* **Records for processing**
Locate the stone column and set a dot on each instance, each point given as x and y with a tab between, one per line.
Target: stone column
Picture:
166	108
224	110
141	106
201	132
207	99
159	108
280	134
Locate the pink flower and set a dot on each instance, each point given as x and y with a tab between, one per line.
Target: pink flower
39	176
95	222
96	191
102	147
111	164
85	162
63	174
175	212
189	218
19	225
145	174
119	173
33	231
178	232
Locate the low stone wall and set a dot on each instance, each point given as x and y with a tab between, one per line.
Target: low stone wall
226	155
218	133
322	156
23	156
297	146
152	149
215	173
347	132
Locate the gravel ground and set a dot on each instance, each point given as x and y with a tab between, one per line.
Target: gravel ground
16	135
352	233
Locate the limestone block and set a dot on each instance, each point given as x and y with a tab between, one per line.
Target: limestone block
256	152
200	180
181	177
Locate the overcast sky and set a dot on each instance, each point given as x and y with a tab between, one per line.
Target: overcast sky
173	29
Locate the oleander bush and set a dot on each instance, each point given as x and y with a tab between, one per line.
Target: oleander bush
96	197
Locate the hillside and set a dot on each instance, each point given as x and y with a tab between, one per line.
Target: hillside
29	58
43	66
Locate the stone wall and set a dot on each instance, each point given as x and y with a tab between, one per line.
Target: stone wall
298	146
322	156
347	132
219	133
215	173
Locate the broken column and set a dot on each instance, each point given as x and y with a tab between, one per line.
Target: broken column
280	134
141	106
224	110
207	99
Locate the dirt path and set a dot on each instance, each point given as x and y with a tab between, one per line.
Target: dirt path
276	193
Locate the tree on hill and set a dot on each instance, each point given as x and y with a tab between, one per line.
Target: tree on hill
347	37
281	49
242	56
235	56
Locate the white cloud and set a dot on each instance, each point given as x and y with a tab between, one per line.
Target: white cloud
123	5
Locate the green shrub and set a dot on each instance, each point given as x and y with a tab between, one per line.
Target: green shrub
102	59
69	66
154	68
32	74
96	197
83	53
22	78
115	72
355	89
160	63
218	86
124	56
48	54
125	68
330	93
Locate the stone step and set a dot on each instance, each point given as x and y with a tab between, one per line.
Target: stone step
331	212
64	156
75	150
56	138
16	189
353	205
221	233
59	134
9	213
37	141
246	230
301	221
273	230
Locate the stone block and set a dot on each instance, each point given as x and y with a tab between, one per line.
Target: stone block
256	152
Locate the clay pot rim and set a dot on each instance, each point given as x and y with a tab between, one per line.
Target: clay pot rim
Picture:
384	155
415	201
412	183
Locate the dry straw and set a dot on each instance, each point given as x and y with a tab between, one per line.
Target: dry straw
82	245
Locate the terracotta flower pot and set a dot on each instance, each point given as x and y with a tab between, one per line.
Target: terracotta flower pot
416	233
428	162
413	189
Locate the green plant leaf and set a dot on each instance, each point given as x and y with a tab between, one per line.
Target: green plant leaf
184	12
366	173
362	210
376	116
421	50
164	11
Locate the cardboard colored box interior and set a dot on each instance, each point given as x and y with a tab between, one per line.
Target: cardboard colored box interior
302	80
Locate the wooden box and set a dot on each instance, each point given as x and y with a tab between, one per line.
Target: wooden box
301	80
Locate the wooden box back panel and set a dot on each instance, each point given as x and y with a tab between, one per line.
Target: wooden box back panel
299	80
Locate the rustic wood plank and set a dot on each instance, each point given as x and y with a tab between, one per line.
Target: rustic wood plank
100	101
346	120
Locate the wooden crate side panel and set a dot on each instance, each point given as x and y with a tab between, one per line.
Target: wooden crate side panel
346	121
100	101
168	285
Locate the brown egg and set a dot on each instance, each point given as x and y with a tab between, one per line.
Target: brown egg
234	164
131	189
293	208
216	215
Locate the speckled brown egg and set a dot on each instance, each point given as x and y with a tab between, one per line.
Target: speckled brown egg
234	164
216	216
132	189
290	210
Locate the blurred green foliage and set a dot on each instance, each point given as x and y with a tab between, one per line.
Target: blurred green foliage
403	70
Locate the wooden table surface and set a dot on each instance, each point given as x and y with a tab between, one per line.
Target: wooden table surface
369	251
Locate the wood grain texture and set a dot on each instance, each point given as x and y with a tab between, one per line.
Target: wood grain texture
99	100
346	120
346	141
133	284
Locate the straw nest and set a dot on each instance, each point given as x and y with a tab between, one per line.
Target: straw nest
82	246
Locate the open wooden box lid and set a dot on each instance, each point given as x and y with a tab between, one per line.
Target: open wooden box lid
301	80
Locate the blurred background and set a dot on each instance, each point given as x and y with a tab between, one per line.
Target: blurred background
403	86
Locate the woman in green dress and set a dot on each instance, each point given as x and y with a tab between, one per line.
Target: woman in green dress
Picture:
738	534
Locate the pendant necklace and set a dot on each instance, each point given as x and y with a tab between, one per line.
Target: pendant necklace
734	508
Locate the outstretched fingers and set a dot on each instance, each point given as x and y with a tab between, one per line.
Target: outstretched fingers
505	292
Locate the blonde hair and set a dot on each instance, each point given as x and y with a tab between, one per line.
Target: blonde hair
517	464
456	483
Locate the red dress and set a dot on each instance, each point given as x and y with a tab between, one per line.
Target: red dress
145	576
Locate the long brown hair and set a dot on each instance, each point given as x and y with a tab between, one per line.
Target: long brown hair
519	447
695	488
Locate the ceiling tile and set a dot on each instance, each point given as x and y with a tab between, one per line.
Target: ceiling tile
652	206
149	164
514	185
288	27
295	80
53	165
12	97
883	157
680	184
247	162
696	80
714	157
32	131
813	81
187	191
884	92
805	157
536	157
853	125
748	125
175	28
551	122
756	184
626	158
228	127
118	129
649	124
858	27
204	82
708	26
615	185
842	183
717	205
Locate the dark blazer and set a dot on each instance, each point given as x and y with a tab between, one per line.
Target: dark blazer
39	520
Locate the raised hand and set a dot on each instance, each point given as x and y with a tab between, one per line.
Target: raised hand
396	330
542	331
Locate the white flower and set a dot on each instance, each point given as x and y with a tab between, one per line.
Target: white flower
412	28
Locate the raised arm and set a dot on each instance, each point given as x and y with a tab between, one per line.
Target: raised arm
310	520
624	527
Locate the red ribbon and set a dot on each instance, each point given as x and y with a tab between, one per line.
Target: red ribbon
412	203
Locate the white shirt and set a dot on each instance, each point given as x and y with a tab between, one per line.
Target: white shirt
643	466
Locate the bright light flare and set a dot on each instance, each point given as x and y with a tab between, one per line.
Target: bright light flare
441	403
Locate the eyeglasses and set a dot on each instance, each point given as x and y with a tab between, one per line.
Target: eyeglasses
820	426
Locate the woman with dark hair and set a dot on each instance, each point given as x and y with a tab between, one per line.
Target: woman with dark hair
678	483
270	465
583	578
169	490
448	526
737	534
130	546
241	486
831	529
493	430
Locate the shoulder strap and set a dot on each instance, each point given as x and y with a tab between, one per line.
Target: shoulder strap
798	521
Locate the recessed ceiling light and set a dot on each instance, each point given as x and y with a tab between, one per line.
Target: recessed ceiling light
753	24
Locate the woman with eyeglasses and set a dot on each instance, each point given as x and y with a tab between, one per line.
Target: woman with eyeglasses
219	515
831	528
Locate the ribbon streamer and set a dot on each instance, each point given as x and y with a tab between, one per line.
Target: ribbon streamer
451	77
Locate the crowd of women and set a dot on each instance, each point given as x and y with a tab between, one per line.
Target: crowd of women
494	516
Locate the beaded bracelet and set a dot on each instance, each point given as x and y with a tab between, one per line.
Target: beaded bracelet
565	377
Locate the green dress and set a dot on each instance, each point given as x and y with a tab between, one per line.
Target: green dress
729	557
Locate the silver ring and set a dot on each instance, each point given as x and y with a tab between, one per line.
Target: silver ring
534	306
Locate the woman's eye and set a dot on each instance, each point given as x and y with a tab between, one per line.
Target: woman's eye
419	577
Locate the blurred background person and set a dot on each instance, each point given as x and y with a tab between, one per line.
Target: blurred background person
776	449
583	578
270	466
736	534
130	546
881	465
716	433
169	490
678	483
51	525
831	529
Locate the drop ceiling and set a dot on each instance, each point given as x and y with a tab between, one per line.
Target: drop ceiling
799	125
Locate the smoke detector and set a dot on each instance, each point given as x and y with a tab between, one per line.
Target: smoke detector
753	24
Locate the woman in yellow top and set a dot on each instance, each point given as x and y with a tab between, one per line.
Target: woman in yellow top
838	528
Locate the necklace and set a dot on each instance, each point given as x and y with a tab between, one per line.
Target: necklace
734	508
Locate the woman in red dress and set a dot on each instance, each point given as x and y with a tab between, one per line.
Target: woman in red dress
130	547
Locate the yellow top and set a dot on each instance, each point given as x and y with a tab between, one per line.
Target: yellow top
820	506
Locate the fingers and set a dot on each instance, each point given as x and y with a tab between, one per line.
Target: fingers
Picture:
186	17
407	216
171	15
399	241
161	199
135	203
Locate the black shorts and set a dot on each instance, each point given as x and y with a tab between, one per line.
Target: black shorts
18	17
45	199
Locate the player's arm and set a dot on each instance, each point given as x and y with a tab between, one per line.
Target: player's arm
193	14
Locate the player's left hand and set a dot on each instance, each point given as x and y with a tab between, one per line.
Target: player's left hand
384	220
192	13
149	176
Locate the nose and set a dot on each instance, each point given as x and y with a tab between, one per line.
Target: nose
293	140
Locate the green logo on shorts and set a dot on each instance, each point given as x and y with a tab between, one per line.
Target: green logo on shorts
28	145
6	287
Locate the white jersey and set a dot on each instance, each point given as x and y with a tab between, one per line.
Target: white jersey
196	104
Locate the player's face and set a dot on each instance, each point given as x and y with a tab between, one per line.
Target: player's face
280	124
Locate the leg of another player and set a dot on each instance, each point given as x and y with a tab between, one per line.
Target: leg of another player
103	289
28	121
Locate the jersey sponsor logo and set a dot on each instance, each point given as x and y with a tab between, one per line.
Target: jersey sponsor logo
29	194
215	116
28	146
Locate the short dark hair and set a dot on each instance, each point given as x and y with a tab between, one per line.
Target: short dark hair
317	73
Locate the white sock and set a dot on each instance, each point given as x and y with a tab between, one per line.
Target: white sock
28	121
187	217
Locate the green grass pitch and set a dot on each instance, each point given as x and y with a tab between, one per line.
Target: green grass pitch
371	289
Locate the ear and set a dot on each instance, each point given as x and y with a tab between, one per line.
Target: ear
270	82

* **Exercise**
Edit the entries from the line with "Locate the white sock" through the end of the entries so that "green grass pitch" reads "grass field" instead, and leave everything else unchanged.

* **Task solution**
Locate the white sock and set a dot on each instance, each point given as x and y with a tab between, one per line.
Target: white sock
28	121
187	217
Locate the grass field and set a dot on each instance, each point given as x and y with a tab between, one per line.
Target: grass field
371	289
Locate the ear and set a dot on each instance, each point given as x and y with a tab between, one per line.
Target: ear
270	82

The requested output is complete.